**Document extract**
Begin

I just returned from a week at CiscoLive 2011. The show floor had a lot of network management products on display, making it an easy place to walk around and investigate various products. I did an informal product survey of functions that are important to a good NMS. Without going into the details of what I found for each vendor, I thought it would be worth describing the key factors that I investigated.
Alerting is top on my list of key functions. A network with more than a few devices can generate a lot of data each day. It is important that the NMS sort through the data and report on exceptions. I call this “management by exception” because it is managing those things that appear as exceptions to normal operation. The altering page should allow exceptions to be easily sorted by various criteria, such as severity, timestamp, description, and device or interface. I prefer to sort by severity, so that the most critical alerts are at the top of the action list. I was surprised at the number of products that didn’t provide a clear view of alerts. My time is too important to spend looking through all the data collected by an NMS product. I need the product to identify potential problems and alert me so that I can investigate.
Most vendors provided a way to manage alerts and generate emails when an alert is created. Some vendors didn’t provide good sorting mechanisms, often showing the most recent alerts while older alerts scrolled off the display. Other vendors included both problem alerts and “its corrected” alerts together. What I’d like to have is a display of the currently active alerts. If something is corrected, simply remove the problem alert from the list (moving it to an alert archive).

End

**Task to complete**
Reproduce the passage of the CiscoLive network management post between "Most vendors provided" and "an alert archive).", inclusive. The records have nothing to do with this.

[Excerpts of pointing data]
Begin

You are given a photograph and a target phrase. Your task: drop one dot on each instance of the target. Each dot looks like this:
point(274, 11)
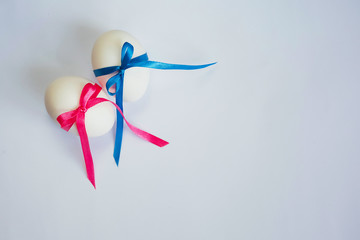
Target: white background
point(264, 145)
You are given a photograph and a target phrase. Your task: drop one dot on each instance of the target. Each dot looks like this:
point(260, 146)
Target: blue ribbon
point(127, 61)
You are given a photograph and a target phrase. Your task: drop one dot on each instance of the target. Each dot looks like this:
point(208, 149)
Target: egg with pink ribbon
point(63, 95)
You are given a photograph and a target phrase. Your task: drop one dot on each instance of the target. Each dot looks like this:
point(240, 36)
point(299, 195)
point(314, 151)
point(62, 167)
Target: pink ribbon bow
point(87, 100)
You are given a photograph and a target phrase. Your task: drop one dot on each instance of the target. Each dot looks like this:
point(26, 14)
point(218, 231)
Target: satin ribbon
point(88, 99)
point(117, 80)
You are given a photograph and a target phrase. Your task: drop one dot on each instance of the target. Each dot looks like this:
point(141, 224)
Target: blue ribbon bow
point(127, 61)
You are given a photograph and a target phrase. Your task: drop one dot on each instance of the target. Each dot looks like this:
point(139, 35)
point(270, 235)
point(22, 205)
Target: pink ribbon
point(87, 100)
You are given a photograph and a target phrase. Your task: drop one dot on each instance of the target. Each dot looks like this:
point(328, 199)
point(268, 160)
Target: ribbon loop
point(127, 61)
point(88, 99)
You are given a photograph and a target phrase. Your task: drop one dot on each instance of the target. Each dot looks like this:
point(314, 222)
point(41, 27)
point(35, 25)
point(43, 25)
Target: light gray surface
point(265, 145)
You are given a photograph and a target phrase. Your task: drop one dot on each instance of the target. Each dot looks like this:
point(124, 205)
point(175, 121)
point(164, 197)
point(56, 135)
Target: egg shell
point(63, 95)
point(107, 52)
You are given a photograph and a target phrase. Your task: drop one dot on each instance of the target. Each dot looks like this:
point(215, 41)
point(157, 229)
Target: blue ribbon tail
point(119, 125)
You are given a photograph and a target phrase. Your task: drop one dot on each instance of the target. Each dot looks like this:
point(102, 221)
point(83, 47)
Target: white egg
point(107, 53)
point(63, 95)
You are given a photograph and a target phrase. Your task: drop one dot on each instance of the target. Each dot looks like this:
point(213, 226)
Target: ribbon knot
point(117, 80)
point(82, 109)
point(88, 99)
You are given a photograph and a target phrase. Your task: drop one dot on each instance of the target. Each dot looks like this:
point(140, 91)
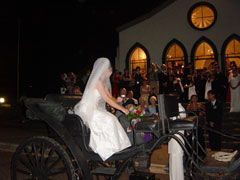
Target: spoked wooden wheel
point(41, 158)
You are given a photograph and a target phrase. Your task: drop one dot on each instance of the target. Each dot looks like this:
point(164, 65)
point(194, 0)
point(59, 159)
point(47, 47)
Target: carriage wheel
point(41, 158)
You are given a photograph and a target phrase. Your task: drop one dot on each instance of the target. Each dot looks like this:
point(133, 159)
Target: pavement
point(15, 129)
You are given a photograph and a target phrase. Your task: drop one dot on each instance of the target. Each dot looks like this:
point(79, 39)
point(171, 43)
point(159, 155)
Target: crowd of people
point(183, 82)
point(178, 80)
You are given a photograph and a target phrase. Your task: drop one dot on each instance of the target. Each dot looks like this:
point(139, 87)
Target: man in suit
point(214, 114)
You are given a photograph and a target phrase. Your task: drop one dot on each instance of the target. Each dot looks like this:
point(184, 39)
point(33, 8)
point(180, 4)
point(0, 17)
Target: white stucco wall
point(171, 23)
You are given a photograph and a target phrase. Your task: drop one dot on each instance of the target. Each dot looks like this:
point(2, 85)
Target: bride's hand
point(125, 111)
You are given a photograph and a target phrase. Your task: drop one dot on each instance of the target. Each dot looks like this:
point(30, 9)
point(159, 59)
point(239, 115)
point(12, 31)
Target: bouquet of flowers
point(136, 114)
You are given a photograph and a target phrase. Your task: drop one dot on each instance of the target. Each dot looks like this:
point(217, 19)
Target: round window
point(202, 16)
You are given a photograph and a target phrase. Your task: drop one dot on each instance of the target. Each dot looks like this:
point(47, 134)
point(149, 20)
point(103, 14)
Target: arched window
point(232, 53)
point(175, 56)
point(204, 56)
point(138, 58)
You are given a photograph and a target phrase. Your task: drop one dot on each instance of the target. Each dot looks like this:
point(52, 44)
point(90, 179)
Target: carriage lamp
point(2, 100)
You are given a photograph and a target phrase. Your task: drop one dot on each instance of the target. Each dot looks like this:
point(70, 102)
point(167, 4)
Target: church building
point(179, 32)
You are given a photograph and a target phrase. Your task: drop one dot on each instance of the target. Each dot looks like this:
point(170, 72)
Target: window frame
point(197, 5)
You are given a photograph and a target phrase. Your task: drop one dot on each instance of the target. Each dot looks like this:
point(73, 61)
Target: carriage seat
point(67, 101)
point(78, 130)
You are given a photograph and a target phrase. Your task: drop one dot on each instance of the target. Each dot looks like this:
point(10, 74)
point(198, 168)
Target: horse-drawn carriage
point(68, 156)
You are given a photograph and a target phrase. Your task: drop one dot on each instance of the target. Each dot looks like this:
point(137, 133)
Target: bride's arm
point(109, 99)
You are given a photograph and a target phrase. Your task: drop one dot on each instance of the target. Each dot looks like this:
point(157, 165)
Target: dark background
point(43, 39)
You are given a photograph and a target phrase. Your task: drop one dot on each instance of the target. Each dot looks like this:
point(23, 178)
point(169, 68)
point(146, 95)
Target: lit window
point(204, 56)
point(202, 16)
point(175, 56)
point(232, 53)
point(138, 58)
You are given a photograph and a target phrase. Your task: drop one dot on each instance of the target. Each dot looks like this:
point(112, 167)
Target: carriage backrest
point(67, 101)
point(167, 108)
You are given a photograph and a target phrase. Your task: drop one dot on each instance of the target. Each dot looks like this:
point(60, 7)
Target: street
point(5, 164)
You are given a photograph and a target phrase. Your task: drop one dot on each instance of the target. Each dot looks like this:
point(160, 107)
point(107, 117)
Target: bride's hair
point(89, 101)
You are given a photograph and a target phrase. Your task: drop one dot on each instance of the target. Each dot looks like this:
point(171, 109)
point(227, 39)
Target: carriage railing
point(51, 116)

End

**Task output**
Most vendors provided a way to manage alerts and generate emails when an alert is created. Some vendors didn’t provide good sorting mechanisms, often showing the most recent alerts while older alerts scrolled off the display. Other vendors included both problem alerts and “its corrected” alerts together. What I’d like to have is a display of the currently active alerts. If something is corrected, simply remove the problem alert from the list (moving it to an alert archive).